The records START

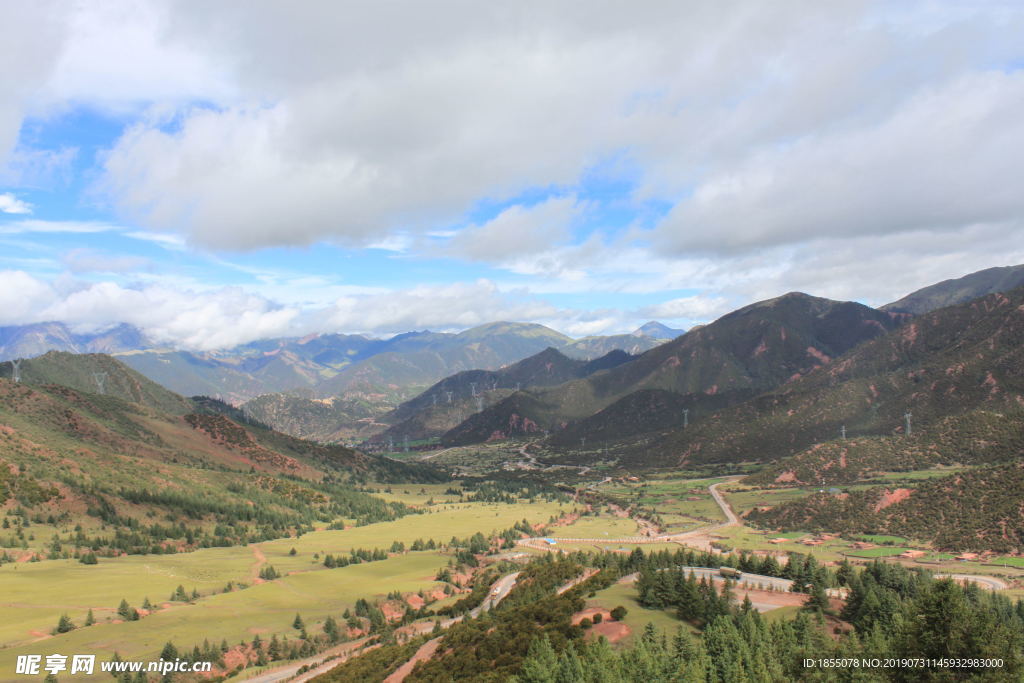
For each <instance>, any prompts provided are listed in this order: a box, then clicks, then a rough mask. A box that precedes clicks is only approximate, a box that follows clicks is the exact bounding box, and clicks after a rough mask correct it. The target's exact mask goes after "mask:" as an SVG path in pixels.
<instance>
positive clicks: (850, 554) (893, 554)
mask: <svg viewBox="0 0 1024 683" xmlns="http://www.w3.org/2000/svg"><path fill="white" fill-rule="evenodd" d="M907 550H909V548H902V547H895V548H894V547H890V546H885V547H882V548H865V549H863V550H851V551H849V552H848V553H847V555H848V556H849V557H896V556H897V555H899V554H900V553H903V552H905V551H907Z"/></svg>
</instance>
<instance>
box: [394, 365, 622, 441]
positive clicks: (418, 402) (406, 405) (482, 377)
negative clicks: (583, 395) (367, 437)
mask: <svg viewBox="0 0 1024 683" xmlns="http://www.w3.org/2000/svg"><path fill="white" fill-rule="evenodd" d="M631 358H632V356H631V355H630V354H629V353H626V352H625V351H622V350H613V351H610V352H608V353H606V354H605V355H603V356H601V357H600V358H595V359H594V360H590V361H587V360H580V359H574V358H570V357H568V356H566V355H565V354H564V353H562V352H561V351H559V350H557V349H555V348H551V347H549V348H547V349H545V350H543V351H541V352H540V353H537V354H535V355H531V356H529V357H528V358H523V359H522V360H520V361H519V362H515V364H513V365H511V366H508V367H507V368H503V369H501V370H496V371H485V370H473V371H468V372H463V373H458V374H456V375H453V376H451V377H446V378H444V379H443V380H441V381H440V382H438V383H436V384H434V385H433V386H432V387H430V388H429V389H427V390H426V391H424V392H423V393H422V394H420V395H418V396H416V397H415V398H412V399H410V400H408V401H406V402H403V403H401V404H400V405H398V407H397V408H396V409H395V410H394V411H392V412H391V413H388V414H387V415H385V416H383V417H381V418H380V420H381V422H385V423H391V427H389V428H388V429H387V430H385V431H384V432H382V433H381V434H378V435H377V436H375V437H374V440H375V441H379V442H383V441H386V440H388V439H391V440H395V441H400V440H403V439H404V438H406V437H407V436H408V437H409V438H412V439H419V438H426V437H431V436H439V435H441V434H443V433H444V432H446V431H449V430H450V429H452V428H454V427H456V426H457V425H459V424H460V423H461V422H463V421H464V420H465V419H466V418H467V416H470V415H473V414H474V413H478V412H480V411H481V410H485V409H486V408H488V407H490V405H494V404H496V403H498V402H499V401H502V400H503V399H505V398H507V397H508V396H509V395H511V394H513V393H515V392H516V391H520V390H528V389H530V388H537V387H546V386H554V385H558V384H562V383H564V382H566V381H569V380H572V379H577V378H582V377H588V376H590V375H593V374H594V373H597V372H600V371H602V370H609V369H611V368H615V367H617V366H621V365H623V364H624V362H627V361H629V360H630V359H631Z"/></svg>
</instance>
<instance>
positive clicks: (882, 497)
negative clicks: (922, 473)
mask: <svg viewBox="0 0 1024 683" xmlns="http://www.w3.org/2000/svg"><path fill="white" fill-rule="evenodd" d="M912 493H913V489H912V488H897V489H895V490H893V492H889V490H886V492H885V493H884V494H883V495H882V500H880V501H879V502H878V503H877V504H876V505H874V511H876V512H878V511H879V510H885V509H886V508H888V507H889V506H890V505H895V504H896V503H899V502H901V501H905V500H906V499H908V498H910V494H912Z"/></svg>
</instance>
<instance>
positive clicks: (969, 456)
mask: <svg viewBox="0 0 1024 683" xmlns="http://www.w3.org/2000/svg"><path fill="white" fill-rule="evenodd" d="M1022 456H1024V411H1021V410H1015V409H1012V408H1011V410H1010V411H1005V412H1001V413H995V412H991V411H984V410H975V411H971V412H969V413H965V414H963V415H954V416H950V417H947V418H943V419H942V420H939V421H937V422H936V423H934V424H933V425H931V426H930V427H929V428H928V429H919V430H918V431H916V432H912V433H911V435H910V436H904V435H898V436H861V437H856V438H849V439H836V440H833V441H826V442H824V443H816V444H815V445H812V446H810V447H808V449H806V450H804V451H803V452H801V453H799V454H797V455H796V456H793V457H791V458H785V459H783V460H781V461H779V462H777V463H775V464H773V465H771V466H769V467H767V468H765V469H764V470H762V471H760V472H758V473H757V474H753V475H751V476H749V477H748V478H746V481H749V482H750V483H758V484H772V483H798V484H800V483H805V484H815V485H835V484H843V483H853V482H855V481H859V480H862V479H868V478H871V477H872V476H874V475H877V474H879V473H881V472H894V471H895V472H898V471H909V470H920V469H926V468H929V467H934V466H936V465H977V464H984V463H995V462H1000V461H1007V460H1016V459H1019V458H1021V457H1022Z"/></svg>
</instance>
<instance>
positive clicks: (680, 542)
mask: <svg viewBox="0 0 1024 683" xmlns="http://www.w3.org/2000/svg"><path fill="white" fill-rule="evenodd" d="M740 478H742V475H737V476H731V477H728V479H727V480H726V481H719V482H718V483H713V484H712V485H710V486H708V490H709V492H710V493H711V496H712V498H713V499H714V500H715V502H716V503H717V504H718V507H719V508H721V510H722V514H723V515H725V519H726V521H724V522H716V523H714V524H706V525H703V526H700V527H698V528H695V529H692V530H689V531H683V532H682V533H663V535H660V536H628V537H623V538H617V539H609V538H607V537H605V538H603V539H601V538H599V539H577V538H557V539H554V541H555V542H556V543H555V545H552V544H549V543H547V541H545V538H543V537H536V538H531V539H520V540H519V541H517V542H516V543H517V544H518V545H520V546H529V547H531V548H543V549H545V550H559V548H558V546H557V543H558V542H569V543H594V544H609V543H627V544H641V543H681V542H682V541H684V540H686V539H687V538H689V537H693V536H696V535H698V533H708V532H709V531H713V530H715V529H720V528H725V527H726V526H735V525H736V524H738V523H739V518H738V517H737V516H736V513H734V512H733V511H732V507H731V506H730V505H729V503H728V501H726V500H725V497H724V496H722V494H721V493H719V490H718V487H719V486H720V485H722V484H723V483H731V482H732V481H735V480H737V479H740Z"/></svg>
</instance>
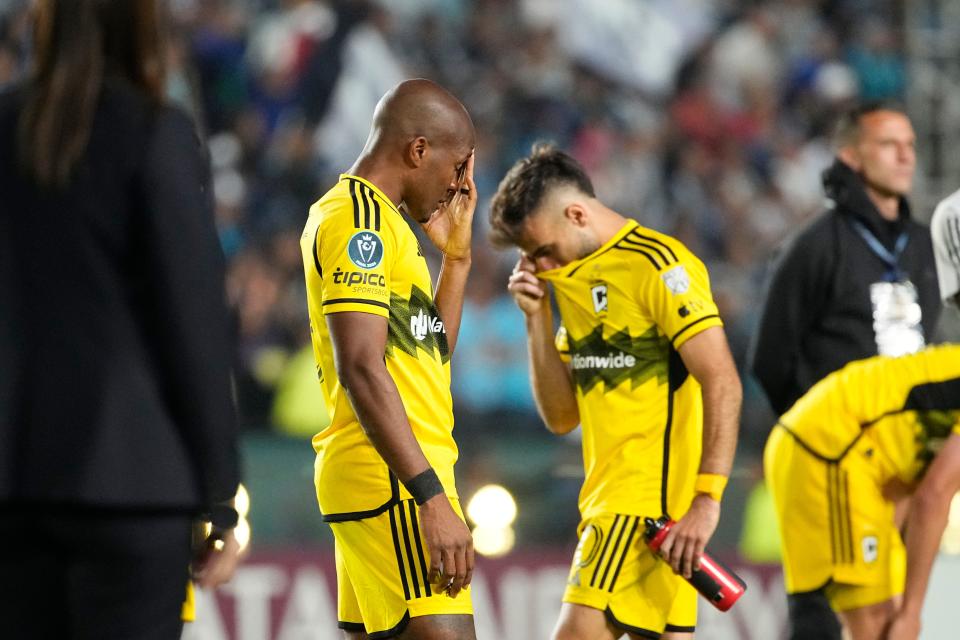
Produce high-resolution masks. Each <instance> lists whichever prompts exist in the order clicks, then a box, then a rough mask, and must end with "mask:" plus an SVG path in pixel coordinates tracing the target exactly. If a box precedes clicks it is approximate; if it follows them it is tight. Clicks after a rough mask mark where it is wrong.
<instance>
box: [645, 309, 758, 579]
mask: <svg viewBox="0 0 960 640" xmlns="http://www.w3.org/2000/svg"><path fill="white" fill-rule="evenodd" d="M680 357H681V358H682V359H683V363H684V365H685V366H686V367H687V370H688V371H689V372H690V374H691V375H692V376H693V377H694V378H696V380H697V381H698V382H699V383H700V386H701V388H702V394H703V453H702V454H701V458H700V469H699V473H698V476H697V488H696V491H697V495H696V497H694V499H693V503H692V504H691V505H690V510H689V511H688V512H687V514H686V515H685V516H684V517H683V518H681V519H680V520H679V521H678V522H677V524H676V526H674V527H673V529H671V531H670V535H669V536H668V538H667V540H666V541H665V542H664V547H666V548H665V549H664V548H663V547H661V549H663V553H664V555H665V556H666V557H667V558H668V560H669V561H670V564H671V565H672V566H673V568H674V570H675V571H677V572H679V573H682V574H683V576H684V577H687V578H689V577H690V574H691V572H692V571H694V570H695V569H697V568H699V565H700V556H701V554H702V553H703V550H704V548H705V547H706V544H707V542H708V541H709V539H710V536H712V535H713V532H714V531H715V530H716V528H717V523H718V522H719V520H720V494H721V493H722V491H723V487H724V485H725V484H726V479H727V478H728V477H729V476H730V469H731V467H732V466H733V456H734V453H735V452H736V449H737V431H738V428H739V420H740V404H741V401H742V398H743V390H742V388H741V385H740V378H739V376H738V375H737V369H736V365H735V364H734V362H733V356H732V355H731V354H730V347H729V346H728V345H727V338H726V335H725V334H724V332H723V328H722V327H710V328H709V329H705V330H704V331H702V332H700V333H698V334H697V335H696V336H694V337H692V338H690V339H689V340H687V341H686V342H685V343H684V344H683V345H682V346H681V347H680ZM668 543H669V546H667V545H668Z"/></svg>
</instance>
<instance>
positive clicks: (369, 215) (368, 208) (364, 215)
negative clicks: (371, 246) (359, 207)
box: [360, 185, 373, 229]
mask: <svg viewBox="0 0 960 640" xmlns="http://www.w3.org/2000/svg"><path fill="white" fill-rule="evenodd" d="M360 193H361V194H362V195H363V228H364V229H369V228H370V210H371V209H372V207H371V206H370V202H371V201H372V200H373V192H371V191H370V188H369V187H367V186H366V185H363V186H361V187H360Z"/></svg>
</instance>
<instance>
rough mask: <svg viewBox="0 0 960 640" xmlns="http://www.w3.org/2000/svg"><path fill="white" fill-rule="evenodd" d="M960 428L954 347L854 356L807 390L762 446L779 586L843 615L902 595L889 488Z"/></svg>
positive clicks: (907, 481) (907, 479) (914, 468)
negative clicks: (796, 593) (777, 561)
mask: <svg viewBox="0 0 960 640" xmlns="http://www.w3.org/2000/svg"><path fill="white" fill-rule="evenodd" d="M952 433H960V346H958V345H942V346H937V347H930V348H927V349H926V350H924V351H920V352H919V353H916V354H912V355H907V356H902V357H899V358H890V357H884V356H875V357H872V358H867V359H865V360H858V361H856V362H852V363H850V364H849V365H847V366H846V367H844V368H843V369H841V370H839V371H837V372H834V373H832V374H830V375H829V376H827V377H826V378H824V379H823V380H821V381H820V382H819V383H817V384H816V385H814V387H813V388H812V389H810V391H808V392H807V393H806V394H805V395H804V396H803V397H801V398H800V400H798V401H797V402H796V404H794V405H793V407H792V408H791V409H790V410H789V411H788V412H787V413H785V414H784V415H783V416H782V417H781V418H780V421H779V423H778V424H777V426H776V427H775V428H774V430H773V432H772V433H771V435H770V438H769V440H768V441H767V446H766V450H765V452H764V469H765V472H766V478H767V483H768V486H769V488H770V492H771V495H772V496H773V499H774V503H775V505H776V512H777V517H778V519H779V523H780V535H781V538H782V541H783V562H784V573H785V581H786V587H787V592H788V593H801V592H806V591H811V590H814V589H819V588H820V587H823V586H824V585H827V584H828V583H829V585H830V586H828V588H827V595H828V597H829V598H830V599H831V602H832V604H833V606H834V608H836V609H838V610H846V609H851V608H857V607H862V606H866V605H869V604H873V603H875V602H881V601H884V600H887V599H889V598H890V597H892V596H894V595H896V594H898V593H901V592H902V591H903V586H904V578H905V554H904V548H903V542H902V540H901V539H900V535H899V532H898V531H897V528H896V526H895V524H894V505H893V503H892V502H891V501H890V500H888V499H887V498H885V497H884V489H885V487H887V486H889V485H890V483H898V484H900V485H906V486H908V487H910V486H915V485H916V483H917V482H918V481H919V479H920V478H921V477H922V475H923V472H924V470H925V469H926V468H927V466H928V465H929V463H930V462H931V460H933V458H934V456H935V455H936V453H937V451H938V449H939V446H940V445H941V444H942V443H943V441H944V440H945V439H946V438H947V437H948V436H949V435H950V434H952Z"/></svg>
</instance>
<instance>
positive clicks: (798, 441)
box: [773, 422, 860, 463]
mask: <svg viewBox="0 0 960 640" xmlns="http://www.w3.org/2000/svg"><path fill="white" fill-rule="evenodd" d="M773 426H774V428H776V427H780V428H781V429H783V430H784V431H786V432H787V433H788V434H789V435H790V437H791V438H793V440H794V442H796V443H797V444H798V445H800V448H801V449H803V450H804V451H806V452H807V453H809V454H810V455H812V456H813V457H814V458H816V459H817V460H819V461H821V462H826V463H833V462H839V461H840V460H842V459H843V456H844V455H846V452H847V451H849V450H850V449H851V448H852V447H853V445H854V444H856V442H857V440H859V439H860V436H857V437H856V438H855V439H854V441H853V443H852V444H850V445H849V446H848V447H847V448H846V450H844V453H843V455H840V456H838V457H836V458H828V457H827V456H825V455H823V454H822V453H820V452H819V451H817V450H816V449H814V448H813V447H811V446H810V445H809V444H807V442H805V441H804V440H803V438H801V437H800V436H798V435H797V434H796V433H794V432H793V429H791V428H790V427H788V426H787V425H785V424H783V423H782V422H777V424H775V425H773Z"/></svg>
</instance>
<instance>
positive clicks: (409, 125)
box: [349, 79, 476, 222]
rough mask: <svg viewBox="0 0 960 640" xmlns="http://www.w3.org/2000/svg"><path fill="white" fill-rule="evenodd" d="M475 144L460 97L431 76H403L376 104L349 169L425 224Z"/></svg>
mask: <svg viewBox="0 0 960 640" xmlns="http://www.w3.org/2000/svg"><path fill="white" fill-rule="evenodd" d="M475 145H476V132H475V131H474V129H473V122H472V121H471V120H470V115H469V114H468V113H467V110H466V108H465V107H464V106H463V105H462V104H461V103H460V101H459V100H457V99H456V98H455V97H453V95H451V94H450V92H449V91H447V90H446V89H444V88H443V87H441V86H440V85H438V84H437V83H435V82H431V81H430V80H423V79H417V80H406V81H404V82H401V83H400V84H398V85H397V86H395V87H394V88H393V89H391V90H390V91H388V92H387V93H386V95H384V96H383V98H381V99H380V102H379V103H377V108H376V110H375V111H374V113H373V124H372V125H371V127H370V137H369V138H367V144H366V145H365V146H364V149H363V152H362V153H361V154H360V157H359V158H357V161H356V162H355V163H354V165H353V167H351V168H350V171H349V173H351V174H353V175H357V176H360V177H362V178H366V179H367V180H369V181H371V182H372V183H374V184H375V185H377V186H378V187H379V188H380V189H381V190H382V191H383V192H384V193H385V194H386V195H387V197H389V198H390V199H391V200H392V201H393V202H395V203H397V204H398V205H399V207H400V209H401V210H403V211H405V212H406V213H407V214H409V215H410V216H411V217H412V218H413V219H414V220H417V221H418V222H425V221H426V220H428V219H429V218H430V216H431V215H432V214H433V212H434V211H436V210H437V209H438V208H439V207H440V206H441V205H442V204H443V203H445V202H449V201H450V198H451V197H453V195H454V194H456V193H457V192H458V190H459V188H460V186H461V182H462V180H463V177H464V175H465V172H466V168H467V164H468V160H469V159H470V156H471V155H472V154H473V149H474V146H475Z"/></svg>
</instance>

The records END

▸ **Prompt**
Pick out every line of the material above that contains the string "negative", treating uppercase and lowercase as different.

▸ **Task answer**
negative clicks: (583, 395) (367, 437)
negative clicks: (922, 473)
negative clicks: (371, 246) (359, 207)
negative clicks: (796, 593) (777, 561)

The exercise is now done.